Direction: Convert only the portion of the records that begins with the line containing "Where can the metal" and runs through the end of the records into a JSON list of strings, with one string per line and any blank lines omitted.

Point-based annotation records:

§

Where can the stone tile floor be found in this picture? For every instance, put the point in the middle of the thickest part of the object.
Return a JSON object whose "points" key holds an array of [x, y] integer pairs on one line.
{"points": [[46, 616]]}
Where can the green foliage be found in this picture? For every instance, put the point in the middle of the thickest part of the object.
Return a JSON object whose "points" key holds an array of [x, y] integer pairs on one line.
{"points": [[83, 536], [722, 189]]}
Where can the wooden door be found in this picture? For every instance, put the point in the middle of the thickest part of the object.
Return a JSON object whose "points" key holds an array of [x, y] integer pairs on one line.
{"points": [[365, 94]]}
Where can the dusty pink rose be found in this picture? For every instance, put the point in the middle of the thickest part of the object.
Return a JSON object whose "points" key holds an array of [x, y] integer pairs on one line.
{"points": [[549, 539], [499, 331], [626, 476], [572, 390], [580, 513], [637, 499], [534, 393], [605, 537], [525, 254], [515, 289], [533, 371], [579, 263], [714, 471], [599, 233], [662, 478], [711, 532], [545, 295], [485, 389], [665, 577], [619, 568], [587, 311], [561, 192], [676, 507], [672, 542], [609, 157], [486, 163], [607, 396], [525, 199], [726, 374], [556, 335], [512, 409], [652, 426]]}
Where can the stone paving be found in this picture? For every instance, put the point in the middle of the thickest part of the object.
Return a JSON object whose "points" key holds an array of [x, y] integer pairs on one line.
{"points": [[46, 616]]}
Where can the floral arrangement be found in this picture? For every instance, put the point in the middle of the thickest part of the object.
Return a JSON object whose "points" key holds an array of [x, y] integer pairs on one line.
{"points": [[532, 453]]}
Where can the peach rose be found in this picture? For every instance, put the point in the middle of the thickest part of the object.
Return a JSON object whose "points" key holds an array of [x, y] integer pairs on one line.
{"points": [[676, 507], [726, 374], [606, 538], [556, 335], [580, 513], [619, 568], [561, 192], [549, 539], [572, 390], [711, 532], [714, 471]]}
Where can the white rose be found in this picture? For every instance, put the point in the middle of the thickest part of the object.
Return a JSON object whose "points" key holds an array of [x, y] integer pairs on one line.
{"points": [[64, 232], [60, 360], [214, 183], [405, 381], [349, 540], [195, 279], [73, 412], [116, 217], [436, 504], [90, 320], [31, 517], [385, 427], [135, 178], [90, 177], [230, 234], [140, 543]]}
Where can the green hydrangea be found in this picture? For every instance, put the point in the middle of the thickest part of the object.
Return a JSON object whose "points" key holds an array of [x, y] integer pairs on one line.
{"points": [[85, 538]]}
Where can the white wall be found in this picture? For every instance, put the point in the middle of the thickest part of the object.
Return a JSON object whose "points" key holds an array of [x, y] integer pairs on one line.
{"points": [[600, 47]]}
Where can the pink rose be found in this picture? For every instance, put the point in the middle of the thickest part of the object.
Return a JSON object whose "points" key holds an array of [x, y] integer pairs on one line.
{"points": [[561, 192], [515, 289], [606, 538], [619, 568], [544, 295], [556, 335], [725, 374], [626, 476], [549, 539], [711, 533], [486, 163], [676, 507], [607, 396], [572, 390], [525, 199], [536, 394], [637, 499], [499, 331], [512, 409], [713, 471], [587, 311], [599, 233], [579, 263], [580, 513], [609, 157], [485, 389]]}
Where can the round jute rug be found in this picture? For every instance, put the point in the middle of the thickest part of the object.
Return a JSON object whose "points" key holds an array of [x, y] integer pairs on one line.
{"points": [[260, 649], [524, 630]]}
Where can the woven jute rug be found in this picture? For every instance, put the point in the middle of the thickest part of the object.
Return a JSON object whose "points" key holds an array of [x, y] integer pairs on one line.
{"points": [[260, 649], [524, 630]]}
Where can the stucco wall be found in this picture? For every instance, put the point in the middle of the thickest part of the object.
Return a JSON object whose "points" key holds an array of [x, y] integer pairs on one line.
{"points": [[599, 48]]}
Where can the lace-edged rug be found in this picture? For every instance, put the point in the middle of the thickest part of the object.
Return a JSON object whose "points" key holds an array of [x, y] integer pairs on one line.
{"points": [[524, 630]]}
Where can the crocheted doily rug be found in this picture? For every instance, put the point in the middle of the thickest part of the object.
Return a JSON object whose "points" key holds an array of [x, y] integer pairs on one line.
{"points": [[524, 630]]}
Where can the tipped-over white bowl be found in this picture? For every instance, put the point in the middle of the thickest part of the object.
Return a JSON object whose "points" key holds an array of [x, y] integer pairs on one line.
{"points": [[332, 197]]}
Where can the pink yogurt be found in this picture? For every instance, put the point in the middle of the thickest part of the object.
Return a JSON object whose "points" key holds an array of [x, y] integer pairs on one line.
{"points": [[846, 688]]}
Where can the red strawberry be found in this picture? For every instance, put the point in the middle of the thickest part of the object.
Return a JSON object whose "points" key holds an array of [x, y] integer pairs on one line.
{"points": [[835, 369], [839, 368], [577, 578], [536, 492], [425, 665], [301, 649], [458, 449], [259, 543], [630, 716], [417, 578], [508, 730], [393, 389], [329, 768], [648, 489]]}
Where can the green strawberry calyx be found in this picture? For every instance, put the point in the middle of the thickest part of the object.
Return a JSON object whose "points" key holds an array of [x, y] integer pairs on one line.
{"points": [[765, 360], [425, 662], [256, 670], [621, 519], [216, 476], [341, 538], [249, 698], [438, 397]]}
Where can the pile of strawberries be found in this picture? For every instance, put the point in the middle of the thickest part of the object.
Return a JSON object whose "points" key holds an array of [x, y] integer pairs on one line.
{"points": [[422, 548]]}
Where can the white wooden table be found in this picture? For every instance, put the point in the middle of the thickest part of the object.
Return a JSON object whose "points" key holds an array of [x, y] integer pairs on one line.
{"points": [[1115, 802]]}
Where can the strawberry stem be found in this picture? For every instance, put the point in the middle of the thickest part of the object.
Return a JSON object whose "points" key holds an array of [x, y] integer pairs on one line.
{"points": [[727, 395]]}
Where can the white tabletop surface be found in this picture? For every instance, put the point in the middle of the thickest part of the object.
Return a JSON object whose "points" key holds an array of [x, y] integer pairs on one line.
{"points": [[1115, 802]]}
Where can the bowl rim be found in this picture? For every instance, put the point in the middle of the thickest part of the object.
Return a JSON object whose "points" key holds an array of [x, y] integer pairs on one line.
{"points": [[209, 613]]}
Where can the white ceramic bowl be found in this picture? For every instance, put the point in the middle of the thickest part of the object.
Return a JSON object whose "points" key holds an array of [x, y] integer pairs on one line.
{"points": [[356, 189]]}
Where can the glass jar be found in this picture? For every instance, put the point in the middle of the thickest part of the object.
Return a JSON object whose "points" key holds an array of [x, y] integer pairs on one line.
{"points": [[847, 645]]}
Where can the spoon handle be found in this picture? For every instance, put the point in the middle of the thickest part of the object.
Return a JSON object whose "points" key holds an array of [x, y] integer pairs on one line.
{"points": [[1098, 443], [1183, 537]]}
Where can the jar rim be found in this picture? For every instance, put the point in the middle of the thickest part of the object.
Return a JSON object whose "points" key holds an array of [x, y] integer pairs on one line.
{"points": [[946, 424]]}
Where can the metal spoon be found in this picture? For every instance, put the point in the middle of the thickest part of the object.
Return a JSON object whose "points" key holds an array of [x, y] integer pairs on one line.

§

Result for this task:
[
  "Where can the metal spoon be found in this picture? For every instance, put the point in the middle of the thickest part of the object.",
  "Return a JSON object whose \"points\" key holds an array of [x, y] integer pairs on one line."
]